Re: AvroIO Windowed Writes - Number of files to specify

Posted by Ziyad Muhammed <mm...@gmail.com>.
Hi Cham

I tried that before. Apparently it's not accepted by either direct runner
or dataflow runner. I get the below error:

Exception in thread "main" java.lang.IllegalArgumentException: When
> applying WriteFiles to an unbounded PCollection, must specify number of
> output shards explicitly
> at
> org.apache.beam.vendor.guava.v20_0.com.google.common.base.Preconditions.checkArgument(Preconditions.java:191)
> at org.apache.beam.sdk.io.WriteFiles.expand(WriteFiles.java:299)
> at org.apache.beam.sdk.io.WriteFiles.expand(WriteFiles.java:109)
> at org.apache.beam.sdk.Pipeline.applyInternal(Pipeline.java:537)
> at org.apache.beam.sdk.Pipeline.applyTransform(Pipeline.java:488)
> at org.apache.beam.sdk.values.PCollection.apply(PCollection.java:370)
> at org.apache.beam.sdk.io.AvroIO$TypedWrite.expand(AvroIO.java:1519)
> at org.apache.beam.sdk.io.AvroIO$TypedWrite.expand(AvroIO.java:1155)
> at org.apache.beam.sdk.Pipeline.applyInternal(Pipeline.java:537)

[Dataset items]
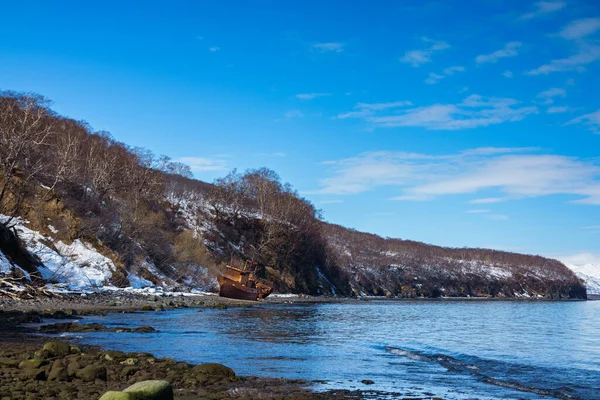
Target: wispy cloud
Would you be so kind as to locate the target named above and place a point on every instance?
(435, 78)
(580, 28)
(365, 109)
(473, 112)
(329, 47)
(277, 154)
(558, 109)
(586, 54)
(204, 164)
(294, 114)
(332, 201)
(513, 172)
(310, 96)
(548, 95)
(418, 57)
(592, 120)
(543, 8)
(497, 217)
(509, 50)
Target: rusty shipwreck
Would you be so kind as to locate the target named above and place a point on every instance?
(242, 283)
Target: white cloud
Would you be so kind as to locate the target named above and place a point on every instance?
(294, 114)
(558, 109)
(310, 96)
(497, 217)
(580, 28)
(333, 201)
(473, 112)
(549, 95)
(435, 78)
(203, 164)
(509, 50)
(513, 172)
(423, 56)
(365, 109)
(543, 8)
(329, 47)
(586, 54)
(592, 120)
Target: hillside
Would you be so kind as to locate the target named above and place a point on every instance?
(81, 209)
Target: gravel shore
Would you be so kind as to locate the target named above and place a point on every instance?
(33, 368)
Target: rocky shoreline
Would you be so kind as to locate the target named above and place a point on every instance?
(31, 367)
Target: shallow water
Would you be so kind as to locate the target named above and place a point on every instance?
(453, 349)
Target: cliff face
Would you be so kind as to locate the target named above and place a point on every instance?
(106, 213)
(392, 267)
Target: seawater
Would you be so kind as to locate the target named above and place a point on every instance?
(452, 349)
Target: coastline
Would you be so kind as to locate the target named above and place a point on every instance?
(20, 342)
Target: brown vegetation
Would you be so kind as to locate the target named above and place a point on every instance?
(139, 209)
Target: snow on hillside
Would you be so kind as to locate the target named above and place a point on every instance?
(587, 267)
(78, 265)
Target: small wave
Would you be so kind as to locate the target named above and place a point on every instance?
(455, 365)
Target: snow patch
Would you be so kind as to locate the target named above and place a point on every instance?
(587, 267)
(5, 267)
(137, 282)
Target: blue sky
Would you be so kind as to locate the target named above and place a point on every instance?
(455, 123)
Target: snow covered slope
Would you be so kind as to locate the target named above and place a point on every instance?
(587, 267)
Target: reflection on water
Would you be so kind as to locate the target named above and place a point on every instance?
(457, 350)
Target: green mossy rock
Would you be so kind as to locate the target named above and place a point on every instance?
(57, 349)
(92, 372)
(116, 396)
(151, 390)
(58, 372)
(214, 369)
(33, 363)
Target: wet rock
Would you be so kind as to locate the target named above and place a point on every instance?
(151, 390)
(116, 396)
(112, 355)
(38, 374)
(33, 363)
(73, 367)
(7, 362)
(57, 349)
(129, 370)
(58, 372)
(90, 373)
(213, 369)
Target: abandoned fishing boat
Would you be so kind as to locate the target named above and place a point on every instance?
(243, 284)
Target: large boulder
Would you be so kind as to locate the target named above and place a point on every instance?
(90, 373)
(151, 390)
(57, 349)
(117, 396)
(214, 369)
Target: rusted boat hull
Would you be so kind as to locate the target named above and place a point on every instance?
(235, 290)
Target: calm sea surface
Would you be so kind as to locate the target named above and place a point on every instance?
(453, 349)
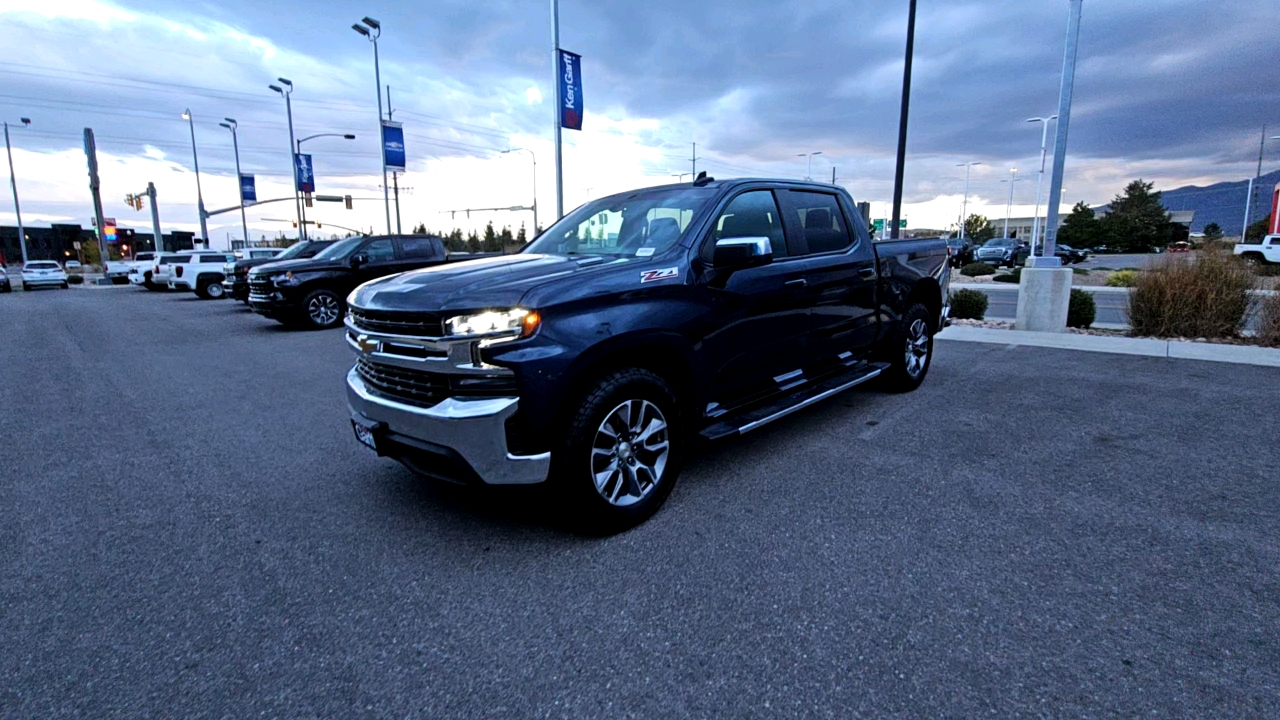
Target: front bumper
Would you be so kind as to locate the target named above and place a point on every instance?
(437, 440)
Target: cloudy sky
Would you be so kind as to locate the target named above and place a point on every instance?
(1175, 91)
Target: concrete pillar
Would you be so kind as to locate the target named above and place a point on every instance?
(1043, 296)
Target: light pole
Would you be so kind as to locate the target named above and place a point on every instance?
(1009, 208)
(808, 173)
(534, 158)
(240, 181)
(964, 204)
(293, 159)
(1040, 180)
(13, 183)
(200, 196)
(373, 30)
(302, 218)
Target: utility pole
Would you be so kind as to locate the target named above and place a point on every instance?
(94, 187)
(13, 183)
(901, 122)
(155, 218)
(556, 112)
(1064, 122)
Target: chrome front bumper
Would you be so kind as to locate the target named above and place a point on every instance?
(475, 429)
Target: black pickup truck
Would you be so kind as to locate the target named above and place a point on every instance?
(311, 292)
(638, 322)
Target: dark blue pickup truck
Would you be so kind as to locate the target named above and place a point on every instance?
(595, 358)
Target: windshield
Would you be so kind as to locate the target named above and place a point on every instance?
(339, 249)
(635, 223)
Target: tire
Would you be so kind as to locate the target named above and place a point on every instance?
(321, 309)
(910, 352)
(609, 488)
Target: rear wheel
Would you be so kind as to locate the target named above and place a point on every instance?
(323, 309)
(622, 452)
(910, 351)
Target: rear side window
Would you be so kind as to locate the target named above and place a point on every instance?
(821, 222)
(419, 247)
(753, 214)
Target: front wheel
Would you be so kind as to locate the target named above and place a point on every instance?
(323, 309)
(910, 350)
(622, 452)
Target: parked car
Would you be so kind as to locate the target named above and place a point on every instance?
(1262, 253)
(961, 251)
(237, 273)
(42, 273)
(312, 292)
(595, 355)
(1068, 254)
(1002, 251)
(200, 272)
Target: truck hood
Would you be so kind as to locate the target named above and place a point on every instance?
(492, 282)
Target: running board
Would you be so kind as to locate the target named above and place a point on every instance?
(799, 400)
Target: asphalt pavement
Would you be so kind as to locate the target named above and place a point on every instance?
(188, 528)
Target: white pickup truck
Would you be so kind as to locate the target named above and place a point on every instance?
(1262, 253)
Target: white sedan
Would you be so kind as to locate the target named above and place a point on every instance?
(37, 273)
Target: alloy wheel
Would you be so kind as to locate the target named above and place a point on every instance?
(917, 347)
(323, 310)
(630, 451)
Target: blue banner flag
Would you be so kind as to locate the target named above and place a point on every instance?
(570, 91)
(248, 192)
(302, 173)
(393, 146)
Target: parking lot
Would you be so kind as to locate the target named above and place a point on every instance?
(188, 528)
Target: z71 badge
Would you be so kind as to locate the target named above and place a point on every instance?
(663, 274)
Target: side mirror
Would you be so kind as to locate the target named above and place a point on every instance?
(739, 253)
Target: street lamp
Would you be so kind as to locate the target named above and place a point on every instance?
(1040, 180)
(808, 173)
(1009, 209)
(240, 180)
(293, 159)
(13, 183)
(964, 205)
(535, 180)
(200, 196)
(302, 212)
(373, 32)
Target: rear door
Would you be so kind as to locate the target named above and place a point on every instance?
(839, 269)
(760, 315)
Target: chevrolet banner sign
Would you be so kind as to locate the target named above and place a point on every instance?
(570, 91)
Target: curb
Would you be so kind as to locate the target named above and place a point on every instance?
(1147, 347)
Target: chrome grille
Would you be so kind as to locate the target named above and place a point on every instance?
(416, 324)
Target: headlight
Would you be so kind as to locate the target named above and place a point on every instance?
(494, 322)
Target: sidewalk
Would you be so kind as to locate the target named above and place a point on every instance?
(1150, 347)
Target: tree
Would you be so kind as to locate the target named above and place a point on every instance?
(1137, 222)
(978, 228)
(1080, 228)
(1258, 229)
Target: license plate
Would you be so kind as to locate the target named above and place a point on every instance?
(365, 434)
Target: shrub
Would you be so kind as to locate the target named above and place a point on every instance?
(1123, 278)
(1202, 297)
(1082, 310)
(968, 304)
(1269, 322)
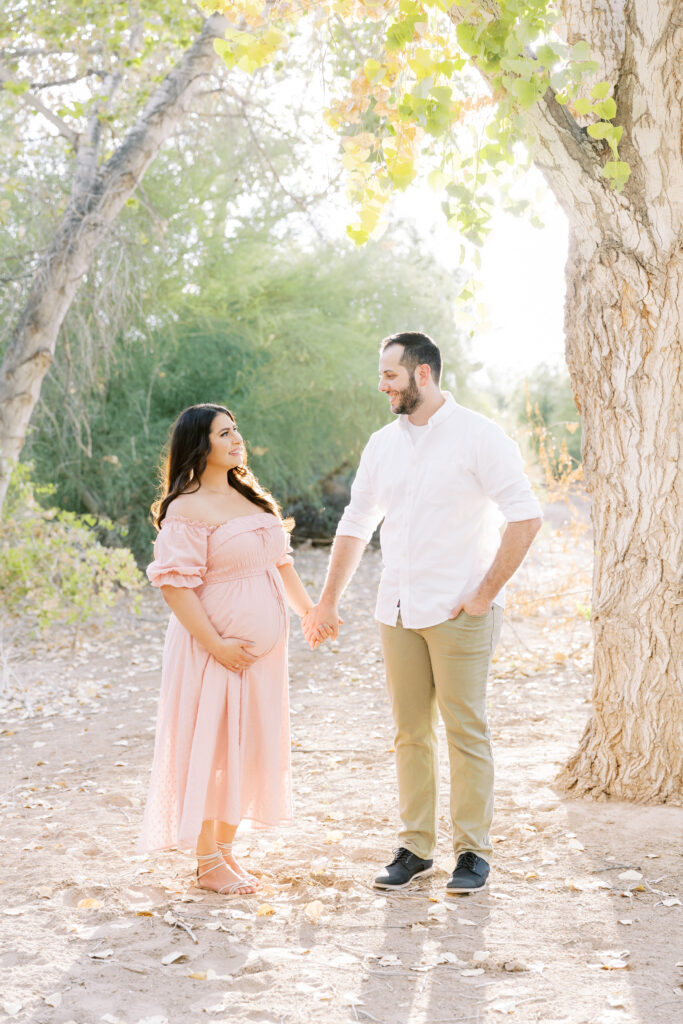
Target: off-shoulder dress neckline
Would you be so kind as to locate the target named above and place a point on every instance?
(175, 516)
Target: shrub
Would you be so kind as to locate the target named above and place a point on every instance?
(52, 565)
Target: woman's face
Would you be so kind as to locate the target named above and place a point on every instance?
(227, 450)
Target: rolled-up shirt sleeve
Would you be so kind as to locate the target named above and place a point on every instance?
(501, 471)
(364, 511)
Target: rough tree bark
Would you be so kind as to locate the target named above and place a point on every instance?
(623, 324)
(97, 196)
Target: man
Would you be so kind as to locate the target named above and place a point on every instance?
(439, 476)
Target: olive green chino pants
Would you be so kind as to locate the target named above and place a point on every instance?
(444, 667)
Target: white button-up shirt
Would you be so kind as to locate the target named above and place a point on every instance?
(443, 498)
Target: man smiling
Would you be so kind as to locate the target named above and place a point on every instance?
(442, 478)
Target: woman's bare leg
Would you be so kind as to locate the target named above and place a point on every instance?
(224, 835)
(222, 873)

> **Exercise goal**: Resume the forum reply about AvroIO windowed writes from its last line. These entries stand apart from the forum reply about AvroIO windowed writes.

> **The result**:
> at org.apache.beam.sdk.Pipeline.applyTransform(Pipeline.java:471)
> at org.apache.beam.sdk.values.PCollection.apply(PCollection.java:357)
> at org.apache.beam.sdk.io.AvroIO$Write.expand(AvroIO.java:1659)
> at org.apache.beam.sdk.io.AvroIO$Write.expand(AvroIO.java:1541)
> at org.apache.beam.sdk.Pipeline.applyInternal(Pipeline.java:537)
> at org.apache.beam.sdk.Pipeline.applyTransform(Pipeline.java:488)
> at org.apache.beam.sdk.values.PCollection.apply(PCollection.java:370)
>



Best
Ziyad


On Wed, Sep 4, 2019 at 6:45 PM Chamikara Jayalath <ch...@google.com>
wrote:

> Do you mean the value to specify for number of shards to write [1] ?
>
> For this I think it's better to not specify any value which will give the
> runner the most flexibility.
>
> Thanks,
> Cham
>
> [1]
> https://github.com/apache/beam/blob/master/sdks/java/core/src/main/java/org/apache/beam/sdk/io/AvroIO.java#L1455
>
> On Wed, Sep 4, 2019 at 2:42 AM Ziyad Muhammed <mm...@gmail.com> wrote:
>
>> Hi all
>>
>> I have a beam pipeline running with cloud dataflow that produces avro
>> files on GCS. Window duration is 1 minute and currently the job is running
>> with 64 cores (16 * n1-standard-4). Per minute the data produced is around
>> 2GB.
>>
>> Is there any recommendation on the number of avro files to specify?
>> Currently I'm using 64 (to match with the number of cores). Will a very
>> high number help in increasing the write throughput?
>> I saw that BigqueryIO with FILE_LOADS is using a default value of 1000
>> files.
>>
>> I tried some random values, but couldn't infer a pattern when is it more
>> performant.
>>
>> Any suggestion is hugely appreciated.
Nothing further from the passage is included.